▸ **The exercise**: Reproduce every entry below precisely; do not include the pictures.

▸ **Recorded data**:
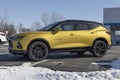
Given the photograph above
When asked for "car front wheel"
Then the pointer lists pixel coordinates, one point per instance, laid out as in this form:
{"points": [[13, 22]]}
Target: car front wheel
{"points": [[38, 51], [99, 48]]}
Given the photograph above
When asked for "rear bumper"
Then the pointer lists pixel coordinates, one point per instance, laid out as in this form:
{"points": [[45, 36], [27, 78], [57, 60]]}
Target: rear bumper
{"points": [[18, 52]]}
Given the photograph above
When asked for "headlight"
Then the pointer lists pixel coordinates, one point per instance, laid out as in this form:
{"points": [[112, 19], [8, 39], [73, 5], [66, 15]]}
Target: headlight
{"points": [[17, 37]]}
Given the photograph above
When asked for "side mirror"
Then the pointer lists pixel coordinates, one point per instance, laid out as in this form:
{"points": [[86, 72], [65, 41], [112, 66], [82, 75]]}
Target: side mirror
{"points": [[56, 30]]}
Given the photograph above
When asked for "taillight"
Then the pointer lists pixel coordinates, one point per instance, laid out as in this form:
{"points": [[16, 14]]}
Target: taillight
{"points": [[2, 34], [108, 32]]}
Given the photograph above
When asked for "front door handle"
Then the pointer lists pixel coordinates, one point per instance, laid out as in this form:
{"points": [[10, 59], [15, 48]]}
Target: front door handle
{"points": [[71, 34]]}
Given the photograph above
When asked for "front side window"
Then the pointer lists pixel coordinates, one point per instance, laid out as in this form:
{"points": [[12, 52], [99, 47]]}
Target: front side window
{"points": [[65, 26], [82, 26]]}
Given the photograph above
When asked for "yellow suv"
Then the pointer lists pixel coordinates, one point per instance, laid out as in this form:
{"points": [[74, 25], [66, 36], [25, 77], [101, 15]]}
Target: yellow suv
{"points": [[70, 35]]}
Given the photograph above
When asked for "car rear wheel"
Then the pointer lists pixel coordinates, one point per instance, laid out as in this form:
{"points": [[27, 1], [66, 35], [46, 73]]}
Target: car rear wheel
{"points": [[38, 51], [99, 48]]}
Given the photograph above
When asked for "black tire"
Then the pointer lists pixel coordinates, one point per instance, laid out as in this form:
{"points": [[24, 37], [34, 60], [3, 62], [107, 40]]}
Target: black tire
{"points": [[80, 52], [99, 48], [38, 51]]}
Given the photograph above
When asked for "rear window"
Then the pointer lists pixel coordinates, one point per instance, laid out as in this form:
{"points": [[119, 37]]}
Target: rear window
{"points": [[93, 25]]}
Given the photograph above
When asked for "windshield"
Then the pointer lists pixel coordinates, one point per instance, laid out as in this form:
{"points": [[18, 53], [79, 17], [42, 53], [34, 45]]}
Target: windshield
{"points": [[48, 27]]}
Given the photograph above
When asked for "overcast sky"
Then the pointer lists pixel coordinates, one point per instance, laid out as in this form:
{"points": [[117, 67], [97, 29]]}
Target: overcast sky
{"points": [[28, 11]]}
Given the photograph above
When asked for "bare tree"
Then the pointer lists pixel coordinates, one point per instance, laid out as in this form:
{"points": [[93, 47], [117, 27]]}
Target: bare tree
{"points": [[6, 26]]}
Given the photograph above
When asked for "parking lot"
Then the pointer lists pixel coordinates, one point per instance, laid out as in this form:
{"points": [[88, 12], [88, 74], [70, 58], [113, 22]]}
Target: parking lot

▸ **Reply to the exercise**:
Given the photograph above
When asked for "car front wheel"
Then the pointer lists pixel coordinates, one point per instance, laid out as in this form:
{"points": [[13, 22]]}
Target: car front wheel
{"points": [[38, 51], [99, 48]]}
Given the photograph above
When asked for "rear bumper"
Then the pointer lists pixel coordinates, one point per instance, laid out as in this form:
{"points": [[45, 36], [27, 78], [57, 60]]}
Target: rear bumper
{"points": [[18, 52]]}
Given the photograph above
When asked for "headlight"
Then the pointer lists pixel coordinates, one point per instance, laid out as in this form:
{"points": [[112, 19], [8, 39], [73, 5], [66, 15]]}
Target: headlight
{"points": [[17, 37]]}
Given the photograph above
When asked for "side mirror"
Then the pointer lists pixel coordinates, one point per instance, laid out as in this form:
{"points": [[86, 72], [65, 41], [112, 66], [82, 75]]}
Target: side mirror
{"points": [[56, 30]]}
Given the photograph above
When asked for "taillight"
Then the pointer lists pixel coordinates, one point per instance, laid out as in this form:
{"points": [[16, 14]]}
Target: taillight
{"points": [[2, 34], [108, 32]]}
Given the photograph above
When asked for "front door handle"
Then the pointer lists pixel coordinates, one point per instance, laid out as in this form:
{"points": [[10, 59], [15, 48]]}
Target: front door handle
{"points": [[71, 34]]}
Given the photograph above
When asked for "front side window"
Then the pointer lists pixel coordinates, one point per instance, laid out as in this form:
{"points": [[12, 52], [99, 47]]}
Target: front side window
{"points": [[65, 26], [82, 26]]}
Given the photograph above
When asked for "yellow suv"
Then the pointer lists pixel coordinates, one point per instance, laid out as in this form:
{"points": [[74, 25], [66, 36], [25, 77], [101, 15]]}
Target: yellow suv
{"points": [[70, 35]]}
Given the photograph above
When asked for "car rear wheel"
Then the pointer lists pixel coordinates, one point per instance, laid out as in this form:
{"points": [[27, 1], [66, 35], [46, 73]]}
Target: car rear wheel
{"points": [[38, 51], [99, 48]]}
Given the photograph above
When asked for "black tire"
Then the pointer lists pixel coordinates, one point per instance, laid out as in this form:
{"points": [[24, 37], [34, 60], [3, 62], [107, 40]]}
Target: black tire
{"points": [[80, 52], [99, 48], [38, 51]]}
Given the photograph above
When asked for "rear window"
Then the pointer lists pixel coordinates, one point per instance, laid out as in this form:
{"points": [[119, 37]]}
Target: rear window
{"points": [[93, 25]]}
Given the photograph above
When asked for "windshield"
Then the pointer lists pixel coordinates, one point per instance, laid out as in this form:
{"points": [[18, 53], [79, 17], [42, 53], [34, 45]]}
Target: windshield
{"points": [[48, 27]]}
Given the photograph above
When asked for "overcast sky"
Then the pointer lists pixel coordinates, one point per instance, laid out as in this form:
{"points": [[117, 67], [97, 29]]}
Target: overcast sky
{"points": [[28, 11]]}
Given the photograph above
When asked for "bare tree"
Then the pointer lists pixel coordinates, one point per instance, laid out as in this form:
{"points": [[93, 47], [117, 27]]}
Target: bare tree
{"points": [[6, 26]]}
Given the photograph above
When asked for "parking lot"
Then the pointer lists pixel coordinates, one point per instance, laid out as in this form:
{"points": [[88, 12], [88, 74], [70, 58], [113, 22]]}
Target: parking lot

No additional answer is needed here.